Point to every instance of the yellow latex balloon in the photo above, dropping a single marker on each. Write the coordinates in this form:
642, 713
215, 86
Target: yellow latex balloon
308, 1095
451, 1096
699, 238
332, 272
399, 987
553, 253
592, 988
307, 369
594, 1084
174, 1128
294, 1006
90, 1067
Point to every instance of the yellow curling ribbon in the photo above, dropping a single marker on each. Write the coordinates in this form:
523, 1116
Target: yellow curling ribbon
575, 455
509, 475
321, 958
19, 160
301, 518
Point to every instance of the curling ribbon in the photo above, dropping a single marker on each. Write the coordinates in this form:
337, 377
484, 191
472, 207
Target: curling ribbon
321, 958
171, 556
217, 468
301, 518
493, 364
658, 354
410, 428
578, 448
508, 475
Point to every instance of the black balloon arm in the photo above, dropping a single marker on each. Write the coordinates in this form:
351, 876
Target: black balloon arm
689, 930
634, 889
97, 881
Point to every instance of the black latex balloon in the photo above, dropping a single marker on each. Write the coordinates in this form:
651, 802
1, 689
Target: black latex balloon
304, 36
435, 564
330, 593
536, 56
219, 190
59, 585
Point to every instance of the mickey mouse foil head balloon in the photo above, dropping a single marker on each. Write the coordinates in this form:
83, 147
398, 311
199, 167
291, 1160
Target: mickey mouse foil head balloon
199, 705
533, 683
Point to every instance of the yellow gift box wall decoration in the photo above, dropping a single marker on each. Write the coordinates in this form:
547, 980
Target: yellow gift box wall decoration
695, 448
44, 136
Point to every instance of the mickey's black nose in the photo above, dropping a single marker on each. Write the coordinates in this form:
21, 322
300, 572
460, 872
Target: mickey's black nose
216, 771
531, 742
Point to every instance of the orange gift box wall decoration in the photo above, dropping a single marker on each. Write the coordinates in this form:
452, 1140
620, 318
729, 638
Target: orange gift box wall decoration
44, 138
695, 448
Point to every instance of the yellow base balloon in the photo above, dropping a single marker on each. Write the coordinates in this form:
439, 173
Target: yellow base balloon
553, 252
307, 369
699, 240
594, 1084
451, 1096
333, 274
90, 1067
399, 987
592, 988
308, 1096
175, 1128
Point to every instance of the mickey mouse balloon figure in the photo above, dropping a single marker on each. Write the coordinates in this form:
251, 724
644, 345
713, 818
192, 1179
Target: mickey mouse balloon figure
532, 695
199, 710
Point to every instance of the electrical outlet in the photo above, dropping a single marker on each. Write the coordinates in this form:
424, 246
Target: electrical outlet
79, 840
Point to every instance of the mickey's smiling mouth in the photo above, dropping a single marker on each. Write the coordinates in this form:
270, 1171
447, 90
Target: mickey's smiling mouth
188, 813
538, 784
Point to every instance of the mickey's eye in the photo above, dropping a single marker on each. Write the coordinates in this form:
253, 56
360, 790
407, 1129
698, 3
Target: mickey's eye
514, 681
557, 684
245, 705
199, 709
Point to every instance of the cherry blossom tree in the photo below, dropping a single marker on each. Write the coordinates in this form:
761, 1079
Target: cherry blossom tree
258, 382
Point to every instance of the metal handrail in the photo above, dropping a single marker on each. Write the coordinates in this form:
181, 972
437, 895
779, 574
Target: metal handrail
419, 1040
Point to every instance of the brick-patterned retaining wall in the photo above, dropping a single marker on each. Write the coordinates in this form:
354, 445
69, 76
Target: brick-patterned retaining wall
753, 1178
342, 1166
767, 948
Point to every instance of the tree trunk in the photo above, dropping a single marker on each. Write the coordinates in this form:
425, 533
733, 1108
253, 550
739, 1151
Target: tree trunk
★ ★ ★ ★ ★ ★ ★
* _Task objective_: All the data must be duplicated exactly, with nothing added or removed.

* _Solution_:
Point to every instance of the yellow latex balloon in the photo above, dropping a single marker on each. Write the coordinates in this form:
642, 713
215, 86
Target: yellow latex balloon
308, 1095
451, 1096
699, 238
332, 272
399, 987
553, 253
592, 988
307, 369
594, 1084
174, 1128
294, 1006
90, 1067
Point to every instance of the yellow curling ribbon in the photo above, dropping a single marker on each. Write the coordinates in this form:
523, 1116
Target: yellow curling ribbon
575, 455
509, 475
321, 958
19, 160
301, 518
Point to every instance of the curling ribbon in the photo above, dropping a single marker on each. Write the coordinates in this form:
337, 377
484, 191
472, 207
Target: curling ribbon
321, 958
171, 556
217, 468
301, 518
493, 364
658, 354
410, 428
578, 448
508, 475
Point to every instance of the black balloon arm in the photo above, dropping a single marker on each. Write the coordinates in this form:
351, 876
Target: black balloon arm
689, 930
634, 889
97, 881
Point to every instance of the black latex balloon in the photo above, dropping a single marker on each. Write the coordinates in this form:
651, 802
1, 689
Target: black latex balloon
304, 36
435, 564
330, 593
536, 56
219, 190
59, 585
Point to every instance of the mickey mouse foil head balloon in the photo above, dropping a single marker on each. Write the coordinates in this form:
83, 147
398, 311
199, 167
291, 1160
Target: mickey mouse foil head balloon
199, 705
533, 683
Point to every instance of the yellow gift box wall decoration in the photo above, dropping a single marker on each. Write the coordinates in this form:
547, 980
Target: yellow gift box wall decoration
695, 448
44, 136
Point to every instance of the mickey's black nose in the photo above, dropping a single marker on each. Write the coordinates in this form:
21, 322
300, 572
460, 872
Target: mickey's black nose
216, 771
531, 742
Point to every instance of the orange gift box wall decoration in the photo above, dropping a single marker on each. Write the coordinates in this form:
452, 1140
620, 318
729, 638
Target: orange gift box wall decoration
44, 138
695, 448
Point to every instance of the yellow base balloon in the photo above, dropping a single marker on each. Write the coordinates in this form:
439, 173
Target: yellow base balloon
553, 252
307, 369
699, 240
594, 1084
451, 1096
333, 274
90, 1067
399, 987
592, 988
308, 1096
175, 1128
Point to every instance of the mickey mouse balloon figure in the photo above, dropping a single marker on each. Write the coordinates in this form:
251, 724
644, 345
713, 818
192, 1179
Target: mickey mouse balloon figure
532, 695
199, 710
Point to every instance of the electrical outlet in the photo above, dropping a single marker on each. Write the coordinates in this form:
424, 246
Target: electrical outlet
79, 840
Point to every instance of the mickey's smiling mouth in the photo above, dropping a single marker on each. Write the coordinates in this form:
270, 1171
447, 90
Target: mickey's smiling mouth
188, 813
538, 784
Point to every instance of the mickey's eye in the photo above, dropping a single marker on each. Write the coordinates in this form:
253, 56
360, 790
407, 1129
698, 3
Target: mickey's eye
514, 681
557, 684
245, 705
199, 709
Point to every instance of the cherry blossom tree in the photo below, dropping a single marker on each. Write the coordinates in this form:
761, 1079
Target: cherry blossom tree
258, 382
Point to every instance of the metal handrail in the photo above, dropping a single marker on each. Write the coordinates in this form:
181, 972
437, 895
779, 574
Target: metal handrail
419, 1040
Point to every instance of the brick-patterned retaining wall in the photo above, dropping a single marker on each. Write the coordinates in this form:
354, 445
69, 76
Target: brick-patterned retaining wall
753, 1178
342, 1166
767, 948
Point to every instance of the tree trunk in the photo above, dropping a single marker on each. Write the coordinates in this form:
425, 533
733, 1108
253, 550
739, 1151
Target: tree trunk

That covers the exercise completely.